**Exercise instructions**
In the "Wren Spin" entry, how many people came to the workshop at the Open Center?

**Extract to read**
··········

Wren Spin

Wednesday, June 9th; This morning I awoke to the sound of a wren in my yard, who repeatedly said, “Twenty twenty twenty twenty two, twenty two!” I called my bird watching mother to find out what kind it was; she thought some kind of Carolina wren. I went out and saw the bird up close, it let me come right up to it. I never did figure out the message, but later, in NYC I found a Julius Pizza that had a $20=$22 special. In spite of the repeated message of the bird, I declined the offer.

I was rushing around quite a bit, then finally felt ready to make the train for the city. I thought I left plenty of time, but the train came while I was buying the ticket at the computer booth, and they had to hold the train ten seconds for me, as the little ticket emerged from the slot.

At Grand Central I talked to Edith at the Story Corps booth. An interesting project. I hope to be part of it some day, but you need a computer to go online to schedule a time. I heard a great Doo-wop group, perhaps the best I’d heard, singing right in GC in the marble halls where the vibes are so cool. (I keep meaning to suggest to my son he get into a doowop group.) Then I got on the subway. I went to my (friends’) secret cabin in the city and repacked and showed up at the Open center to make lots of arrangements. Everyone was exceedingly nice, and organized! There was a large yellow poster under glass in the hall for my class. What an honor! In the lobby were big piles of the new New York Spirit Magazine, which I like anyway, but I like this issue even more because there is a two page article on Native New Yorkers, and a large map of ancient Manhattan, created by me as an exclusive for this issue. So I took a bunch and brought them upstairs. I had a flier for the upcoming walking tour and Carol made copies of that for me. Sojourner showed up as an assistant, and this made me very happy. I had met her “on the street” at the book fair at the Mercantile Library, and felt she was very spiritual, and invited her to come to the workshop. That was almost two months ago! Now here she was again, looking very spiritual.

As it turned out, almost forty people came, and we tried to make a circle in the small room as best we could. William Meyers and Leslie from New York Spirit, a high quality free magazine, were there to record the parts that could be recorded. This added more challenge to an already challenging program, in that according to my tradition, these types of encounters with spirit cannot be planned in advance. I had to go without notes, or outlines. Because of the large crowd, I knew I could not do as much one-on-one as I had planned. I sang a lot of songs. I offered each person a smidge of tobacco and we all prayed about our greatest fears. I pointed out that looway-woo-dee meant “bad things in my heart” and referred to confusion leading to fear, leading to anger, leading to conflict. I said the way to peace was to resolve the underlying confusion. Later I said in meditation that when you hear the turtle shaker around you, you will drop the human confusion for a while. I did not comment individually on people’s fears, but then passed a basket with ribbons of the six colors (small snippets) and each person chose one color. I said that the tobacco was like a microphone to the Creator, and that holding the ribbon was a constant prayer. We prayed for the power of the animal spirits to overcome our fears. As we meditated I simply went through and stated which animals could help with which fears.

··········

**Excerpted data**
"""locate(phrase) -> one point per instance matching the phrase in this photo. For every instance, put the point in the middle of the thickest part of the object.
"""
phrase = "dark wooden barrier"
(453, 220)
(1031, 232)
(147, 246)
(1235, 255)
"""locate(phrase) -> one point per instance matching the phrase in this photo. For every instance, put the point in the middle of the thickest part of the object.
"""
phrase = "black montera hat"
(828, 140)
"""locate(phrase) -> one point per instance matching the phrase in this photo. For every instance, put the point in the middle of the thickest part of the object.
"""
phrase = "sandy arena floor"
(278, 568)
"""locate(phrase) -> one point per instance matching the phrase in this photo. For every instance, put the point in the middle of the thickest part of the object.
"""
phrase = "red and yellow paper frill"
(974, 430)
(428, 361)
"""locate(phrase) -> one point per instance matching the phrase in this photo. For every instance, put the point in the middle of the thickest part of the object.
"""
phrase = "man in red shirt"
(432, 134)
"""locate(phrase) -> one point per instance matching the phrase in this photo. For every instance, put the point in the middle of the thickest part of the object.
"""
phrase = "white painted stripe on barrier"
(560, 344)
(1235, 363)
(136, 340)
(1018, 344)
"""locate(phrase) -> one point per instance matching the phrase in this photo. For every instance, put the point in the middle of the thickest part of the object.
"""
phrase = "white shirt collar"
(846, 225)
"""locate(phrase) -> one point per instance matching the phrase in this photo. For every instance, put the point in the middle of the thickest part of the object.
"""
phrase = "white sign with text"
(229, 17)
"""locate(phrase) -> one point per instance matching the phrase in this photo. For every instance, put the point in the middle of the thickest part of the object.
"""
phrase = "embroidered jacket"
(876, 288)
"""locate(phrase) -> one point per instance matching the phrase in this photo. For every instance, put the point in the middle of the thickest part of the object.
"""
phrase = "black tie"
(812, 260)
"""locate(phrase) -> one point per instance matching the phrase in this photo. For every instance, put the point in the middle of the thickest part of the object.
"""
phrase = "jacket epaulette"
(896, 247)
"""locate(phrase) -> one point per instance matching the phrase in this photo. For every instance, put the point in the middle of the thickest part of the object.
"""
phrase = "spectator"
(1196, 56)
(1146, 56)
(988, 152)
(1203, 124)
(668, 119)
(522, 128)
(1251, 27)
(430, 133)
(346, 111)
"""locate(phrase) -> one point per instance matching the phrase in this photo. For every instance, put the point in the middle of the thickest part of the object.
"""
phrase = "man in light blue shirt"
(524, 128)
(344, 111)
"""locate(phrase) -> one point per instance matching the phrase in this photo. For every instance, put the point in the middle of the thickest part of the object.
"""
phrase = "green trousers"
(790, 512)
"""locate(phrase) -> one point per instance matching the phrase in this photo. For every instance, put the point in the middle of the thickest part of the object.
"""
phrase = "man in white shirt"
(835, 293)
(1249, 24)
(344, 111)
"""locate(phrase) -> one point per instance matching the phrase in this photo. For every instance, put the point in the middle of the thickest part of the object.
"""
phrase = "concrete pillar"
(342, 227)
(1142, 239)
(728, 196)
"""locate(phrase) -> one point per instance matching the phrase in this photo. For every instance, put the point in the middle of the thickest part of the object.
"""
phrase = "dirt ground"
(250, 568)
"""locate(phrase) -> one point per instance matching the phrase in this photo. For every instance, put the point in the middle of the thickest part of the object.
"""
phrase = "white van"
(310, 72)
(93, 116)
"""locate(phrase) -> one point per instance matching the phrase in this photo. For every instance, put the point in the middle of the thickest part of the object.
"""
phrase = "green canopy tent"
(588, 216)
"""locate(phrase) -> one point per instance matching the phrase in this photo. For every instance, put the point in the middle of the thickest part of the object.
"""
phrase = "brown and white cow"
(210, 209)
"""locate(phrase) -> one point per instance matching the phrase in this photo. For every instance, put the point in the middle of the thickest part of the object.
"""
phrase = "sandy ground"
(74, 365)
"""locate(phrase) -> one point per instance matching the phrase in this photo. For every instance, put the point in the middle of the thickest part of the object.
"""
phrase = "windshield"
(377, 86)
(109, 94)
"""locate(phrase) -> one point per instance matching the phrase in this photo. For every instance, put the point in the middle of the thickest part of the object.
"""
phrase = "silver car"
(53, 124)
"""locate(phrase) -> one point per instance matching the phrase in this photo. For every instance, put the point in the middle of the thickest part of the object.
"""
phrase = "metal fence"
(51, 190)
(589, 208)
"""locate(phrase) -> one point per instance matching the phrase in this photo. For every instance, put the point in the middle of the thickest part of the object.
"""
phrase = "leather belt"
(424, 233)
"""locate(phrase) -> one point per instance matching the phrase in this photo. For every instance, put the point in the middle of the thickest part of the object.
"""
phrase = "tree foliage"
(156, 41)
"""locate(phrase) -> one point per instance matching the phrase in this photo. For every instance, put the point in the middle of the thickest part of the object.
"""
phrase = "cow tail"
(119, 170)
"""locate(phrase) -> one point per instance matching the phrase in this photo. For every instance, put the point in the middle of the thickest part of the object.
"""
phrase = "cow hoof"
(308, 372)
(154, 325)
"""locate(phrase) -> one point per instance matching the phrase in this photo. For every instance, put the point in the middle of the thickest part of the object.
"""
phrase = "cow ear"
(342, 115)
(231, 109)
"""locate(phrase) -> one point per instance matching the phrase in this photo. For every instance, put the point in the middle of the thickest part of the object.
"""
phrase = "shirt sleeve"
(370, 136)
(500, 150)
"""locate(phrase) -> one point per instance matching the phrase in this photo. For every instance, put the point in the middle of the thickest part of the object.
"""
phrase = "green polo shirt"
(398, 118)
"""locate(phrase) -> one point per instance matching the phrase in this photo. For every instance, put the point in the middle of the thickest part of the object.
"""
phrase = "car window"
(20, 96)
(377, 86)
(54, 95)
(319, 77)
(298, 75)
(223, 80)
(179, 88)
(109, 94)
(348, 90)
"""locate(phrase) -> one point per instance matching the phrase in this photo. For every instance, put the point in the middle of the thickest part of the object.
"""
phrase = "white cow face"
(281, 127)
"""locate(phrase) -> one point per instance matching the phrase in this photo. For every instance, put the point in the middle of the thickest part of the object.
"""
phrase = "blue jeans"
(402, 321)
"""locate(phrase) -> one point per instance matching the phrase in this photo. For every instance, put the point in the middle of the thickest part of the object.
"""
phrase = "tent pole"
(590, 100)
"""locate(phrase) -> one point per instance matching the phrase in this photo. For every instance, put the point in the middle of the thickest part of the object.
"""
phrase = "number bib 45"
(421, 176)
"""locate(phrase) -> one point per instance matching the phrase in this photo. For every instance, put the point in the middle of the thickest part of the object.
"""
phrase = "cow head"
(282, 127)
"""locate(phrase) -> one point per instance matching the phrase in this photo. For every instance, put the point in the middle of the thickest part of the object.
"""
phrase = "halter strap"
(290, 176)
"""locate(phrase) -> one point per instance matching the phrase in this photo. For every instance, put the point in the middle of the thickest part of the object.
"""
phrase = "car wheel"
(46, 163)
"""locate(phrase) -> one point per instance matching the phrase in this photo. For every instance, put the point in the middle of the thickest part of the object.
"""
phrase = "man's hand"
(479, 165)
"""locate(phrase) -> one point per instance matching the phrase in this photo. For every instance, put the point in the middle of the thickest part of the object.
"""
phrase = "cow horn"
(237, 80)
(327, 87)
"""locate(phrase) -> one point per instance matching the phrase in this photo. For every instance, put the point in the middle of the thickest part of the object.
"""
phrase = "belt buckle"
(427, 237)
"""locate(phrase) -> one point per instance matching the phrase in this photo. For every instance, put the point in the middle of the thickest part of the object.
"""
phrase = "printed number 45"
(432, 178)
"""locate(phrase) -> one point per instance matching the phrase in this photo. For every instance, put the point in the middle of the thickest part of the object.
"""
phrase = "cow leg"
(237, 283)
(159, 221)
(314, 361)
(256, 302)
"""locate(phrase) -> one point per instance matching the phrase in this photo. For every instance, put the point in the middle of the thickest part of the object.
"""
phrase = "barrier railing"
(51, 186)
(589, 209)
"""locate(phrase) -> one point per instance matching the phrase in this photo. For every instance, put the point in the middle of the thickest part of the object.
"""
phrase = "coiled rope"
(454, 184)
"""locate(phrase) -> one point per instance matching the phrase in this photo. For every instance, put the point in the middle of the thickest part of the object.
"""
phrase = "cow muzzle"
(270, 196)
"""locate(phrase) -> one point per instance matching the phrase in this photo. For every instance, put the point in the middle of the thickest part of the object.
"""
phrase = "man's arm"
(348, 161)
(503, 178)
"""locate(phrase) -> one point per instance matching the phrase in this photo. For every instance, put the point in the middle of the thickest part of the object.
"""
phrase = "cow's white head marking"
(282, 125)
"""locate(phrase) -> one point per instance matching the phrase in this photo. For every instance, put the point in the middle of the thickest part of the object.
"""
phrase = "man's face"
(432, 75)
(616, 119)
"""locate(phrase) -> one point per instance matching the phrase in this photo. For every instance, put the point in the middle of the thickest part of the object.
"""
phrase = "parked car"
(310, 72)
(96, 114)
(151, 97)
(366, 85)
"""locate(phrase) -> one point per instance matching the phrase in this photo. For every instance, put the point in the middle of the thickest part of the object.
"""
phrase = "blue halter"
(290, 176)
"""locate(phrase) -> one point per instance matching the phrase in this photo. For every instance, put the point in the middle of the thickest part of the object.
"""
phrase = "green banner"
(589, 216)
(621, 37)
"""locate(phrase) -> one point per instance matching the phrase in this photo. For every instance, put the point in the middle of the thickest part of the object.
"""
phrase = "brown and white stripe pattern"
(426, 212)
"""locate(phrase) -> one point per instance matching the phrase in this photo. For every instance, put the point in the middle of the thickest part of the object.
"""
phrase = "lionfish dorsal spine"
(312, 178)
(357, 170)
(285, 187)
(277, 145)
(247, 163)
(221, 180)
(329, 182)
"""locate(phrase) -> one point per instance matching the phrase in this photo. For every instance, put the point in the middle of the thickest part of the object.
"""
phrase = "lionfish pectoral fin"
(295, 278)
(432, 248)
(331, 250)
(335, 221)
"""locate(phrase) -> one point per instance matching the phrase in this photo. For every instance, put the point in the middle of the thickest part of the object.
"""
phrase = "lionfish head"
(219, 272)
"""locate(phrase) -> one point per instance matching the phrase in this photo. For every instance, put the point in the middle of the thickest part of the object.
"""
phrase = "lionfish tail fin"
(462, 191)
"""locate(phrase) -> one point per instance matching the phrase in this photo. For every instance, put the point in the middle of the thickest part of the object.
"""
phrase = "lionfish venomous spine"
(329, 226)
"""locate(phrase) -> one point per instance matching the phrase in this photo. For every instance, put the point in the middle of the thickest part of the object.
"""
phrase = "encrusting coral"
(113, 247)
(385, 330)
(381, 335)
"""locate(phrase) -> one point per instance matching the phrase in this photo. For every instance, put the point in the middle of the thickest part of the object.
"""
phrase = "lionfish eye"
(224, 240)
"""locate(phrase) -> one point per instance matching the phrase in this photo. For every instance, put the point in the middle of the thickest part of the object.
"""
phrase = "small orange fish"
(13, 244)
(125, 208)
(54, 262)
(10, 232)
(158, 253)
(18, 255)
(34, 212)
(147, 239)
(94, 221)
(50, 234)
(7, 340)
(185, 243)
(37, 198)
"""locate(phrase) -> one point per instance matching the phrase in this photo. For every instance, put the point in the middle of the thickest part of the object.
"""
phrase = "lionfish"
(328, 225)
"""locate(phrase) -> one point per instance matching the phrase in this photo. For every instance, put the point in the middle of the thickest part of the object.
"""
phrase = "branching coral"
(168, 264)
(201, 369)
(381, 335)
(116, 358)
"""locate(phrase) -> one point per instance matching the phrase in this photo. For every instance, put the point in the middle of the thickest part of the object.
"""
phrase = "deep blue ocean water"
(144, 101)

··········

**Result of this task**
Almost forty people came.